Return the listing below in full, with every line exactly as it is.

* [Stored items from a collection]:
═══

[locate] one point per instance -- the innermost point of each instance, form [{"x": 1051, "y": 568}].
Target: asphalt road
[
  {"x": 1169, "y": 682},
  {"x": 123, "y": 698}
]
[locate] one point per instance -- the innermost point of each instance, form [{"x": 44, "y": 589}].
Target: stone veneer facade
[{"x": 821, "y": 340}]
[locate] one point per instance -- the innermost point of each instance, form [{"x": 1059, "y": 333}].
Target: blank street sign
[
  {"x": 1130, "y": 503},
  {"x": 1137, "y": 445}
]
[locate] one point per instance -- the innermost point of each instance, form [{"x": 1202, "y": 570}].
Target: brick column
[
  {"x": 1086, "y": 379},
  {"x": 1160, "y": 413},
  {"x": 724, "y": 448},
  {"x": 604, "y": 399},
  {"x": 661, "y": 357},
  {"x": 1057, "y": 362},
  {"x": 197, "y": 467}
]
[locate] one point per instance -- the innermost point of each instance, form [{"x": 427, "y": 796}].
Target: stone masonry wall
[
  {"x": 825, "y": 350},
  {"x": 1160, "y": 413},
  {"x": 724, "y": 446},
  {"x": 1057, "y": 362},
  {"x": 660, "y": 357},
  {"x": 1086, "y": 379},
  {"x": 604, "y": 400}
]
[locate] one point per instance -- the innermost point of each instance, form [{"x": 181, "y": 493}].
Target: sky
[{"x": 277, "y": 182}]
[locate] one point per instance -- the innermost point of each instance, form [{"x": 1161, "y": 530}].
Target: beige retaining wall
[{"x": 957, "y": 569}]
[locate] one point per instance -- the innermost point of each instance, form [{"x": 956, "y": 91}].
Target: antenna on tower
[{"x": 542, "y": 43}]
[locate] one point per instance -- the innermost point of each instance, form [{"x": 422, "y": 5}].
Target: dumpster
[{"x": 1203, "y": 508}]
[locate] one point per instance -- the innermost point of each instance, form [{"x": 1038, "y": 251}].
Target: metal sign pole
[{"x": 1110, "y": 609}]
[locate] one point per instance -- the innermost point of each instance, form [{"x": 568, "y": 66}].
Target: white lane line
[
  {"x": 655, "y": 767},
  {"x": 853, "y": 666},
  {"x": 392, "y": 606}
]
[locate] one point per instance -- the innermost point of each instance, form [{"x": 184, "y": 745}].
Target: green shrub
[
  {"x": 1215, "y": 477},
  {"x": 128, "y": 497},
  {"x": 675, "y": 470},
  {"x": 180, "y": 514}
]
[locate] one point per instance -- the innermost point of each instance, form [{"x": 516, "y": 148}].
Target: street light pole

═══

* [Response to this exercise]:
[locate] one point per instance -- the innermost point of each instance, form [{"x": 1051, "y": 568}].
Target: asphalt road
[
  {"x": 1169, "y": 682},
  {"x": 123, "y": 698}
]
[locate] one point per instance -- the innermost point of each instance, form [{"x": 44, "y": 589}].
Target: stone veneer facade
[{"x": 821, "y": 340}]
[locate] one point per instance -- the innermost point of each instance, form [{"x": 1059, "y": 333}].
Target: blank street sign
[
  {"x": 1130, "y": 503},
  {"x": 1137, "y": 445}
]
[locate] one point per instance -- the innermost point of each instance, form [{"x": 1202, "y": 570}].
Target: brick column
[
  {"x": 1086, "y": 379},
  {"x": 1160, "y": 413},
  {"x": 724, "y": 448},
  {"x": 604, "y": 399},
  {"x": 661, "y": 357},
  {"x": 1057, "y": 362},
  {"x": 197, "y": 467}
]
[locate] one point per instance -- the innermost point of each instance, form [{"x": 427, "y": 796}].
Target: stone masonry wall
[
  {"x": 825, "y": 350},
  {"x": 1160, "y": 413},
  {"x": 724, "y": 446},
  {"x": 1057, "y": 362},
  {"x": 660, "y": 357},
  {"x": 1086, "y": 379},
  {"x": 604, "y": 400}
]
[locate] one point per instance -- the innermost point of each instance, form [{"x": 181, "y": 493}].
Target: sky
[{"x": 277, "y": 182}]
[locate] one point per instance -- the innermost point of each instance, form [{"x": 1161, "y": 530}].
Target: beige retaining wall
[{"x": 957, "y": 569}]
[locate] one point per instance -- the innermost point of each instance, form [{"x": 956, "y": 91}].
Target: antenna on tower
[{"x": 542, "y": 43}]
[locate] one point per instance -- the innermost point of each instance, form [{"x": 422, "y": 5}].
Target: dumpster
[{"x": 1203, "y": 508}]
[locate] one point per instance -- the innermost point of each instance, form [{"x": 1038, "y": 251}].
Target: metal sign pole
[{"x": 1110, "y": 609}]
[locate] one point per instance -- the innermost point of each instance, form [{"x": 568, "y": 66}].
Target: white lane line
[
  {"x": 655, "y": 767},
  {"x": 853, "y": 666},
  {"x": 392, "y": 606}
]
[locate] one point per instance -- the innermost point of each instance, form [{"x": 184, "y": 745}].
Target: green shrub
[
  {"x": 1215, "y": 477},
  {"x": 128, "y": 497},
  {"x": 675, "y": 470},
  {"x": 180, "y": 514}
]
[locate] one point per instance -- the innermost point of each instance, form [{"x": 516, "y": 148}].
Target: street light pole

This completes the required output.